What is needed>
Scale the data from its start down to the line containing "[[265, 53], [111, 45]]", both included. Repeat every one of those lines, multiplying each point coordinate in the answers by 1.25 and rounding it to a whole number with halves going up, and leave all other lines and their sample coordinates unchanged.

══ Task material

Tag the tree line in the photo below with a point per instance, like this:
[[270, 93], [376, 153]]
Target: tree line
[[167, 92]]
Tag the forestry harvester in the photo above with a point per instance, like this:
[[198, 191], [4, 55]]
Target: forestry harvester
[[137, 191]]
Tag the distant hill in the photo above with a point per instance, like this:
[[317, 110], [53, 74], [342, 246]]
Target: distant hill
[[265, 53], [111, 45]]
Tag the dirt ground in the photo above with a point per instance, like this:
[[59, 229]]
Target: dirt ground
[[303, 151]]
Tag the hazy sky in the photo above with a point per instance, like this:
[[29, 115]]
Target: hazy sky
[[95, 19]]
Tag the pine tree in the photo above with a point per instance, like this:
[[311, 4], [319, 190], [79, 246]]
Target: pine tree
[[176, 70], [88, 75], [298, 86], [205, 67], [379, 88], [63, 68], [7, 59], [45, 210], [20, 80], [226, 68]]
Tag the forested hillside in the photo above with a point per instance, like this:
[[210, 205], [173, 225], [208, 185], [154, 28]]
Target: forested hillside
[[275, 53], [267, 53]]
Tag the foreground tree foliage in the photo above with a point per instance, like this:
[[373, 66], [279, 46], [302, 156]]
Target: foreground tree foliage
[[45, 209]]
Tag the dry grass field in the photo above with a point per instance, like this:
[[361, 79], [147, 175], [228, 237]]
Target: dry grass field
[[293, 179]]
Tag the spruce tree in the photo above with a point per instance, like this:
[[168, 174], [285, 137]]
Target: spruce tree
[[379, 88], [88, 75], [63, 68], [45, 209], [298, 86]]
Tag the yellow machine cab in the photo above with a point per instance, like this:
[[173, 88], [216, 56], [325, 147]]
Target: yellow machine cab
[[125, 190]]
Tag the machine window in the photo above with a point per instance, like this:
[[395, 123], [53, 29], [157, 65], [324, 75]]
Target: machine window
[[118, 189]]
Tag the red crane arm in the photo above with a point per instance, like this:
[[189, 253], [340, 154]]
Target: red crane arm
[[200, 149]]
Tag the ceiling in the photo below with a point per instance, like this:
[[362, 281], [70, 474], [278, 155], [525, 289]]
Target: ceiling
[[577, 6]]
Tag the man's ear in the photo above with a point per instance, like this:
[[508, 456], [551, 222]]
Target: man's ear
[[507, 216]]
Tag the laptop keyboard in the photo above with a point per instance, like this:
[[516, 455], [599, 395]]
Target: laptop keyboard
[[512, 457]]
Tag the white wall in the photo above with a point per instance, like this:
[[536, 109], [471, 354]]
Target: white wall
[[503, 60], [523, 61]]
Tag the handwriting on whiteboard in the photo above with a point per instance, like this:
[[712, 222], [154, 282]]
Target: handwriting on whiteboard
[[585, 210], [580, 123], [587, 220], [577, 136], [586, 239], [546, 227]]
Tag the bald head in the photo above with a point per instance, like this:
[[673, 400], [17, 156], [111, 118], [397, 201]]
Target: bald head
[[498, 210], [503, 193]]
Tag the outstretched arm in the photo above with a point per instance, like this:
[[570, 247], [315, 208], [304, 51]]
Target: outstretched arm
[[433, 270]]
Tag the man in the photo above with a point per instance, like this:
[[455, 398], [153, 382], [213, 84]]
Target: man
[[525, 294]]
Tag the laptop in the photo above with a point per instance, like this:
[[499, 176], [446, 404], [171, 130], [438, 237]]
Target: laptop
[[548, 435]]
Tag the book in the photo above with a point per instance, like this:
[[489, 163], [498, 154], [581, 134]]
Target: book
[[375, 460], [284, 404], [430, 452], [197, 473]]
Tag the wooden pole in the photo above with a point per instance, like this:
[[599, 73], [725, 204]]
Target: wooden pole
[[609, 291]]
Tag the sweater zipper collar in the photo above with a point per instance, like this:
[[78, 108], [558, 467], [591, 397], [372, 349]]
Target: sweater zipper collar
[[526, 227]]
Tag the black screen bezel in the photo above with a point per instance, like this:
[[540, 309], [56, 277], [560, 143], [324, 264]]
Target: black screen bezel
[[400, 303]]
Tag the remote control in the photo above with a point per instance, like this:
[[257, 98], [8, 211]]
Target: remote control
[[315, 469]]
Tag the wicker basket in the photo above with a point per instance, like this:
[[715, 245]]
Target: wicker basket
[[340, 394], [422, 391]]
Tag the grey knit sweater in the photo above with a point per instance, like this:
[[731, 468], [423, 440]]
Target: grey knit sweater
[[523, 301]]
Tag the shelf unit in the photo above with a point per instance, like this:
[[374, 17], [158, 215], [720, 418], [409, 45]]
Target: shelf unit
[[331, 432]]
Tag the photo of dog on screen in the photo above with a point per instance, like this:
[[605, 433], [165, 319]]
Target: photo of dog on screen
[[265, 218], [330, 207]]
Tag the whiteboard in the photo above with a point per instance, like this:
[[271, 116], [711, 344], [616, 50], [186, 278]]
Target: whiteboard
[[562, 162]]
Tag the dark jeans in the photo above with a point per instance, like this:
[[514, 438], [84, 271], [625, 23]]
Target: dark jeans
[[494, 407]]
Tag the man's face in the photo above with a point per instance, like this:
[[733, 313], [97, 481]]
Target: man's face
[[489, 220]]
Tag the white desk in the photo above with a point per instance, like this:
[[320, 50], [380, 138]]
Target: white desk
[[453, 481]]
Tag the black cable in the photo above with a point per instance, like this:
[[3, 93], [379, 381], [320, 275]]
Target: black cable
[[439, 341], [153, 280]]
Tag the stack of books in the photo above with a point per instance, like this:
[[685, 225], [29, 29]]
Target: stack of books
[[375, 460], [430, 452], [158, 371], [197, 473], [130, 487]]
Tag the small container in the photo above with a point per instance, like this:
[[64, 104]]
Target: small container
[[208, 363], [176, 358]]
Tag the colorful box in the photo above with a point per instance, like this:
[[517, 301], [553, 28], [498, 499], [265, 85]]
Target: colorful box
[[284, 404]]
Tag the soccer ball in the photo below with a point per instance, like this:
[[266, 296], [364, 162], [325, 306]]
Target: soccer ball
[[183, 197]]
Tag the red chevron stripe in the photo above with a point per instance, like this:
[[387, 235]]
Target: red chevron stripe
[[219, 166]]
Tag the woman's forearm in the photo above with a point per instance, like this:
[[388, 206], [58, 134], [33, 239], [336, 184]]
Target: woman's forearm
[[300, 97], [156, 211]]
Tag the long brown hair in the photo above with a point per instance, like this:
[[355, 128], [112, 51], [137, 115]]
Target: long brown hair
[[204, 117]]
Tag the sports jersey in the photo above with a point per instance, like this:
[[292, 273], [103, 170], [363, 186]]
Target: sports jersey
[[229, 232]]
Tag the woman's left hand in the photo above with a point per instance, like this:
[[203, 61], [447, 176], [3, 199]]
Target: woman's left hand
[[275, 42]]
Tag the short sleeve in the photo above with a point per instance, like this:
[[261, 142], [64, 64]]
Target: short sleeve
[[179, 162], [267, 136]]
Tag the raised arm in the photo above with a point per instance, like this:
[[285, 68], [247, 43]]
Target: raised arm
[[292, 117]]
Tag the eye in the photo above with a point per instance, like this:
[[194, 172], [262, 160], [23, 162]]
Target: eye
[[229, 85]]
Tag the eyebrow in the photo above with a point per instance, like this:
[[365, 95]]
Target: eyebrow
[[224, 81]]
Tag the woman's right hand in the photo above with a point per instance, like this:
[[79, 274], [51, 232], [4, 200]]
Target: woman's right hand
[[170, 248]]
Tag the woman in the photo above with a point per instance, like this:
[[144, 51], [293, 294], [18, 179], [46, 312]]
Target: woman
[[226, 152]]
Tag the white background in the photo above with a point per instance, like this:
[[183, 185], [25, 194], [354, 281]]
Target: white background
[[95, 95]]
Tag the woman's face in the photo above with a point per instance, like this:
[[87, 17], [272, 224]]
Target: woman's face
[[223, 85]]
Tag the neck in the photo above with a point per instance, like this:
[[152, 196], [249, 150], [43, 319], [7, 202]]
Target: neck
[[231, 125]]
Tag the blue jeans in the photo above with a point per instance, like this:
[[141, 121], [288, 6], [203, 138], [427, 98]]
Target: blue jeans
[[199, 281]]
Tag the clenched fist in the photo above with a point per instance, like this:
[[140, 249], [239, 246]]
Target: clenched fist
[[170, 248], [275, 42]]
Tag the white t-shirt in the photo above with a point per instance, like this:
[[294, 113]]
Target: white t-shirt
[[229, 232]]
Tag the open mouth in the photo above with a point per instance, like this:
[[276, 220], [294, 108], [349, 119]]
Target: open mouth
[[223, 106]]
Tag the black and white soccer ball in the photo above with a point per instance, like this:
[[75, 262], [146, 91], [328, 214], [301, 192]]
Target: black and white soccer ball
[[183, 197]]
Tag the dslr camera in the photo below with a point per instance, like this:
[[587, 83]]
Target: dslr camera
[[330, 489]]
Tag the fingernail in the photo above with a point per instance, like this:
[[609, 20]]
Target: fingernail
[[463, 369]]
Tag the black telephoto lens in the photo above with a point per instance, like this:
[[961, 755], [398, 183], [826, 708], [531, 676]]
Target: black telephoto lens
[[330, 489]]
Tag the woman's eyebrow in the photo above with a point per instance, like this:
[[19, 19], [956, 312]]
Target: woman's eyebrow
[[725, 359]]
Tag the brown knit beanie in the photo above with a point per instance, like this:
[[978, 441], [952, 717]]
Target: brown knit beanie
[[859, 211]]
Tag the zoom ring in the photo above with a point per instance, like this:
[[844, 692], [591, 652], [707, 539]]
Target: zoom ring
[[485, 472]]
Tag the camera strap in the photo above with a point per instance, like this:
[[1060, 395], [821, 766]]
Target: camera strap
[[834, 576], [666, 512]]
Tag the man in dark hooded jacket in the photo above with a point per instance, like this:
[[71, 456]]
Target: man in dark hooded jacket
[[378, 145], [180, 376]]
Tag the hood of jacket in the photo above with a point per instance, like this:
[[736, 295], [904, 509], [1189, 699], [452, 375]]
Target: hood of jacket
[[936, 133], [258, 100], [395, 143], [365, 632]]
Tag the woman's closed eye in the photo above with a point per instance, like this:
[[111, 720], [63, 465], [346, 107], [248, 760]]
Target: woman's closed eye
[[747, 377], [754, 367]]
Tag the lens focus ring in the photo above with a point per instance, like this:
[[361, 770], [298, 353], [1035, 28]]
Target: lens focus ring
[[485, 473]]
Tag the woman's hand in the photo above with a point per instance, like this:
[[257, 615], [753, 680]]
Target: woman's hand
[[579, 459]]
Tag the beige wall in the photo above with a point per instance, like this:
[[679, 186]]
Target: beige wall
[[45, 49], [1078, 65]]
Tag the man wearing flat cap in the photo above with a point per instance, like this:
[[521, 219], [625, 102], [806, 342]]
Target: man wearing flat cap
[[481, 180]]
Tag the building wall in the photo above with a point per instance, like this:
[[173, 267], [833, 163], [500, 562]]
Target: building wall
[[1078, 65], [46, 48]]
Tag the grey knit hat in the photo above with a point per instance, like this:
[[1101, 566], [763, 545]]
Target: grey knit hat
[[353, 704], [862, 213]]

════

Final answer>
Tag the tree line in the photo below with a point per instance, like this:
[[270, 93], [376, 153]]
Target: tree line
[[209, 115]]
Tag the forestry harvester in the photo above with a point per instance, like this:
[[198, 191], [4, 55]]
Target: forestry harvester
[[171, 239]]
Tag the distant hill in the photo above with a point per instance, like this:
[[317, 110], [53, 74], [342, 246]]
Target: distant hill
[[331, 66], [139, 56]]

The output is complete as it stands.